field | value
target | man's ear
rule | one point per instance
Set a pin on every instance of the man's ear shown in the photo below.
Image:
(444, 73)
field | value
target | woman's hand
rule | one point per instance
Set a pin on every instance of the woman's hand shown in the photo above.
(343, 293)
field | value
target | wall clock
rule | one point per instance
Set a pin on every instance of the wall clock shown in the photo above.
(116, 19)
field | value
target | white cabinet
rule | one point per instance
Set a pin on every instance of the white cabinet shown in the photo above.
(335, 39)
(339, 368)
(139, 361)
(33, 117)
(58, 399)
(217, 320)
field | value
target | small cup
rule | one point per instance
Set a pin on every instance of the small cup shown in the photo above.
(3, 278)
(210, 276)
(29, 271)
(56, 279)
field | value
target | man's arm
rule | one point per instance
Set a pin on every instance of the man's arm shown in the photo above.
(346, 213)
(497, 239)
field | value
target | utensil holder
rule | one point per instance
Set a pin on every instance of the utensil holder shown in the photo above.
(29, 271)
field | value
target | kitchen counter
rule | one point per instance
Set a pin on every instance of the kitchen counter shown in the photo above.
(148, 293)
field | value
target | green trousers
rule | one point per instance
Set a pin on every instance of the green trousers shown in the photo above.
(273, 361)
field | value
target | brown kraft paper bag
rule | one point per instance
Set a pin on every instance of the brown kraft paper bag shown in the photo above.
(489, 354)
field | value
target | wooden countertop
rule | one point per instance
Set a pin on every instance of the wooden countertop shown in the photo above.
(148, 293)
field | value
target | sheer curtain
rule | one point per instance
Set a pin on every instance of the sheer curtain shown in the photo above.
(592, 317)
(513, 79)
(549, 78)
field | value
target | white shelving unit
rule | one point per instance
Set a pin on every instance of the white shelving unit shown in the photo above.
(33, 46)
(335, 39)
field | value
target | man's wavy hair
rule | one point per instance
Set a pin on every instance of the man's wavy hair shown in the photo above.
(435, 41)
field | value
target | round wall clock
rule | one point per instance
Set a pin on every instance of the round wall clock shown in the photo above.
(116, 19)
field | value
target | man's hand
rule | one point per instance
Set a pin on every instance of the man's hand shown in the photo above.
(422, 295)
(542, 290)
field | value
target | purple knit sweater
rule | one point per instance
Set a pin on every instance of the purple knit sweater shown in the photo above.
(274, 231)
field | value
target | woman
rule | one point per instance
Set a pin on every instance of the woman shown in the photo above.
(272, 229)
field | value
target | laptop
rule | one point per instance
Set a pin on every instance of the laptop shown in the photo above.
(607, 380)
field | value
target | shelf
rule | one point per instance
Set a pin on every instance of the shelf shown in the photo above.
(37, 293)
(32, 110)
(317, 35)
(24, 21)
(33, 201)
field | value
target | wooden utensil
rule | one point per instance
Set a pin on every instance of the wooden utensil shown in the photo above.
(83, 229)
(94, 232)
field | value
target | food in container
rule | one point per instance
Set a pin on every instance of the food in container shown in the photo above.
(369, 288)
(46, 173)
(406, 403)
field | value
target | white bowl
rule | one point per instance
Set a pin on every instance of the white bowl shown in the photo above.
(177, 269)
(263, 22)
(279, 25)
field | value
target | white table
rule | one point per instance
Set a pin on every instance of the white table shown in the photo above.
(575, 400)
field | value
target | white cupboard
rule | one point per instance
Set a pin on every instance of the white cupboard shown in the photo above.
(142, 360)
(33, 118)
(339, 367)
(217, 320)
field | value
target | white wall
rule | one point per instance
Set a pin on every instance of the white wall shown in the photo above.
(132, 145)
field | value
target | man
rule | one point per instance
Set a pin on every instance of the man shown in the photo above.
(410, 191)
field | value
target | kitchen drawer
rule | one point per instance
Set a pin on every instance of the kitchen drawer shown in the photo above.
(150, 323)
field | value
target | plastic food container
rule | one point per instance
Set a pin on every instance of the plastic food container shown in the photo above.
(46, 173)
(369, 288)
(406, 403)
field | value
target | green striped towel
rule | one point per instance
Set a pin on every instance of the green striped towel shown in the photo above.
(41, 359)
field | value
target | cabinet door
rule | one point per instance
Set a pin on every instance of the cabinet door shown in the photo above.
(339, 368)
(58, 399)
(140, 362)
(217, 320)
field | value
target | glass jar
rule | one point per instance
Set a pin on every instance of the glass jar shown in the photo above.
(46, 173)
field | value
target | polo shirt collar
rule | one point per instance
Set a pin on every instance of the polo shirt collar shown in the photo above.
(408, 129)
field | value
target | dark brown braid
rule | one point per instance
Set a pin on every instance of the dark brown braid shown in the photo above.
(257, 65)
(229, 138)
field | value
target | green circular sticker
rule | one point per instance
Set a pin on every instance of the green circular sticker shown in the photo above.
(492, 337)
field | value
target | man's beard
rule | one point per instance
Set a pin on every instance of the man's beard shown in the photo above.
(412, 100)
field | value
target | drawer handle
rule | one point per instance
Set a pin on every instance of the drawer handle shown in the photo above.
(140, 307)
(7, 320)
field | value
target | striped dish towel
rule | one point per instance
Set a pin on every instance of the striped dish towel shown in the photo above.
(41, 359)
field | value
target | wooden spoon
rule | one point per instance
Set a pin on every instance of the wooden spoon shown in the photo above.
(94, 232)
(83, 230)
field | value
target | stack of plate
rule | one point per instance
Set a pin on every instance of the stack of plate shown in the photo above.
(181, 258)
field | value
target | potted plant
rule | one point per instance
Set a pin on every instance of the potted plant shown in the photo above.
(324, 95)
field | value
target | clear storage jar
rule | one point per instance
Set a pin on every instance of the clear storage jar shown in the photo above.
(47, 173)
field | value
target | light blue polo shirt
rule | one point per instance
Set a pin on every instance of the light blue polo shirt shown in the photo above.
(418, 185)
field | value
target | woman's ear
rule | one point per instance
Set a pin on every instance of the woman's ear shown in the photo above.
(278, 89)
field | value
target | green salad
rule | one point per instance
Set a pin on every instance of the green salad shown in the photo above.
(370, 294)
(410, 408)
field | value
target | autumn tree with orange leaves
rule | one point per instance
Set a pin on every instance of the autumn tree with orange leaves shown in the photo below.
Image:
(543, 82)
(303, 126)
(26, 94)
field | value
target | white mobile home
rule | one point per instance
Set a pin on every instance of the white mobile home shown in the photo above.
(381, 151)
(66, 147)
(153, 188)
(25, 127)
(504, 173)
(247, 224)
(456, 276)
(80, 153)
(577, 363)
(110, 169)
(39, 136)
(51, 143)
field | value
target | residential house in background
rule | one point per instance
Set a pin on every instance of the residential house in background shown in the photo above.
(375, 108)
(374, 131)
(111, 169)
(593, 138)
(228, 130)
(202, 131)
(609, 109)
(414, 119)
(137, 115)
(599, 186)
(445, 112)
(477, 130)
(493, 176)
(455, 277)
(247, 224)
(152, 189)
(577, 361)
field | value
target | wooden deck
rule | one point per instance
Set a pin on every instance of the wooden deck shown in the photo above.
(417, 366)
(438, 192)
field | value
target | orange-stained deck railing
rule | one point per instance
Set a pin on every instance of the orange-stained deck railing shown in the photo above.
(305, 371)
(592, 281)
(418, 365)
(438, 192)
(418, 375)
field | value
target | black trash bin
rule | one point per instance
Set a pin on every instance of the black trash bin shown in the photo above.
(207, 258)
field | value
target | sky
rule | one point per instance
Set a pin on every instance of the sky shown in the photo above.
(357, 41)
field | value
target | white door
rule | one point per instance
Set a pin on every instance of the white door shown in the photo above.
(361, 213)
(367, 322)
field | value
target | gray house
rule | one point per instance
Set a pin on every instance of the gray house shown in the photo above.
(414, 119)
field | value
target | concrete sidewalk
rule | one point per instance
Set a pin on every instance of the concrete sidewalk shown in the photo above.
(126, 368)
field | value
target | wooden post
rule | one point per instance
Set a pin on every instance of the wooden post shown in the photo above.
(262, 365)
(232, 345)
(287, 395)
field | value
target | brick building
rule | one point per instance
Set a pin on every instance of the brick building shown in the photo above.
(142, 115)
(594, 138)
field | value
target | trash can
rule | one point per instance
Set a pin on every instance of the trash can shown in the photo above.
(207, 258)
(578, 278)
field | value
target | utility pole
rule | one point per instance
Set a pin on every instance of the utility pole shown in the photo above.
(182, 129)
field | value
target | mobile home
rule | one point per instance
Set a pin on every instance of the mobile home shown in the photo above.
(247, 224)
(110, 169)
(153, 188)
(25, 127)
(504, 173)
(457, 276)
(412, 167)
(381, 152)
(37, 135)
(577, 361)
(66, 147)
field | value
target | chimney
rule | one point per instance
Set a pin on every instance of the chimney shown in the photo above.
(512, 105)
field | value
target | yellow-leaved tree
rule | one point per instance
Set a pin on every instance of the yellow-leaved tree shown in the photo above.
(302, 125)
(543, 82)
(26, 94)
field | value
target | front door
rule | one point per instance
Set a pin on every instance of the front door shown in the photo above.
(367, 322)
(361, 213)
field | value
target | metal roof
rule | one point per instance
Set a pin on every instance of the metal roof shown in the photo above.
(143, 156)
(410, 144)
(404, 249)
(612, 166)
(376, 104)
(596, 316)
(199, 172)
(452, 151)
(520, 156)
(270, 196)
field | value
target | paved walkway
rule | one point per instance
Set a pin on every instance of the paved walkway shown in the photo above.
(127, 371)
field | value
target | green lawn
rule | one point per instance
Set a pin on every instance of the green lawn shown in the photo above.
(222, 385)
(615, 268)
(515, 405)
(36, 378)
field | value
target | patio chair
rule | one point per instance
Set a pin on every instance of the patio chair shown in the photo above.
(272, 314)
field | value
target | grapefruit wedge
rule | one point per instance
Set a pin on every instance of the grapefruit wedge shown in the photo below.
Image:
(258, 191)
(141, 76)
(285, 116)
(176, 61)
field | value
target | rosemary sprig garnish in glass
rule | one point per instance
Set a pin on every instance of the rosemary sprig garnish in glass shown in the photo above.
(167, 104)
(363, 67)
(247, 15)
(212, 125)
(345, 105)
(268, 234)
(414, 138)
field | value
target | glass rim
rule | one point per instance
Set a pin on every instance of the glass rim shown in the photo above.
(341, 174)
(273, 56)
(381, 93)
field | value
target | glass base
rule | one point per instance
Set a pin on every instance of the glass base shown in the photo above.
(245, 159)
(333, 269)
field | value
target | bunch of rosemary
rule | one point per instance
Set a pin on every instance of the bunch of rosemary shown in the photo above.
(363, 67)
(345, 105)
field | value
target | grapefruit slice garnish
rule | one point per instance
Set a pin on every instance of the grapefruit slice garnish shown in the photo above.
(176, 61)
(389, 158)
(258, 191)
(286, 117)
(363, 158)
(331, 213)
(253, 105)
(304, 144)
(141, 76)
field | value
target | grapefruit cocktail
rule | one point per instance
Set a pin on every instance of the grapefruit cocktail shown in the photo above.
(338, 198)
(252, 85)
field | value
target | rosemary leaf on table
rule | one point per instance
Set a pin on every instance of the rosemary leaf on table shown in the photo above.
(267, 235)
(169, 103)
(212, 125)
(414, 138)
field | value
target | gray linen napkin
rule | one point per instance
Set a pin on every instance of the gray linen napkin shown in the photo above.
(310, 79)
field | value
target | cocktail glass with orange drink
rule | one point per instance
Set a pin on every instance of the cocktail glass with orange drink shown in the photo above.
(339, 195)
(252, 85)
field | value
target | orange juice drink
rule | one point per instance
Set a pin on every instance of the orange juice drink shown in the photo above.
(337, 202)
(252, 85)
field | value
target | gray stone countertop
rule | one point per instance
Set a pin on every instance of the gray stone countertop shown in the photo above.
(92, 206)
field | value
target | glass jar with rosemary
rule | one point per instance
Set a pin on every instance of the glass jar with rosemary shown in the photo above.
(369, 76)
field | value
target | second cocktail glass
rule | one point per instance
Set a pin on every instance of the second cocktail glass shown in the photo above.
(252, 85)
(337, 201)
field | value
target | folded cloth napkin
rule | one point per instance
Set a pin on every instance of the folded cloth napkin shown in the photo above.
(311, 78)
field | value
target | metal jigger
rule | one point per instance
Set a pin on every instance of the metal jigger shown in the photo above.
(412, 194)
§
ACTIVITY
Look through the data and gather every line with the string "wedge" in it.

RESULT FOR THIS TASK
target | grapefruit wedge
Set a pin on every instance of the grapefruit wedge shown in the photo below.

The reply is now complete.